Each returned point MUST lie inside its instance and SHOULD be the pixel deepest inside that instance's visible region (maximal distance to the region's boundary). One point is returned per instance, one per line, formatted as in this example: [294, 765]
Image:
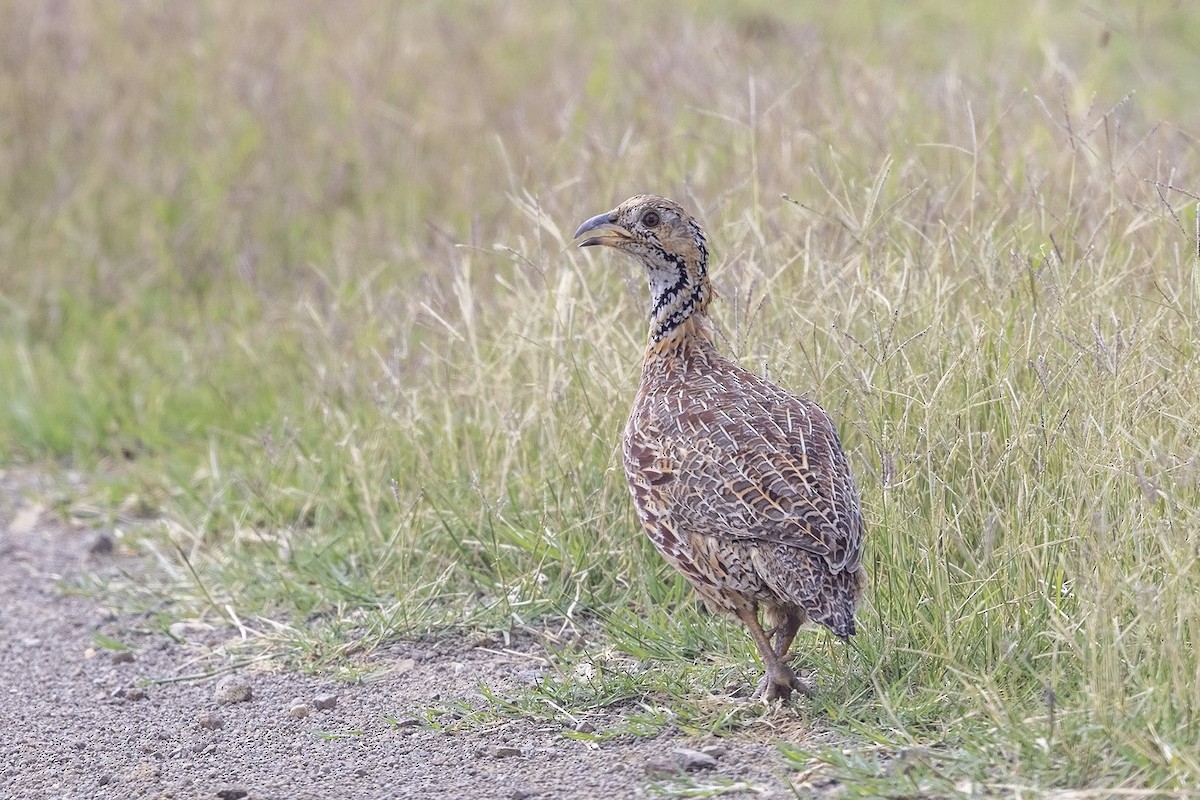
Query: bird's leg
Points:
[779, 680]
[785, 632]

:::::

Reproduce the entries above, replacing "pixel" with "location" and leaving all other text unchanged. Omit the pictures from your answer.

Expected answer:
Each returned point MUST lie inside its instance and SHOULD be the location deepest inside that instance's visible region (maximal distance to the region's boundary). One point is returned per instance, one per line, formatted as in this example: [294, 765]
Image:
Query: bird's leg
Points:
[779, 680]
[785, 632]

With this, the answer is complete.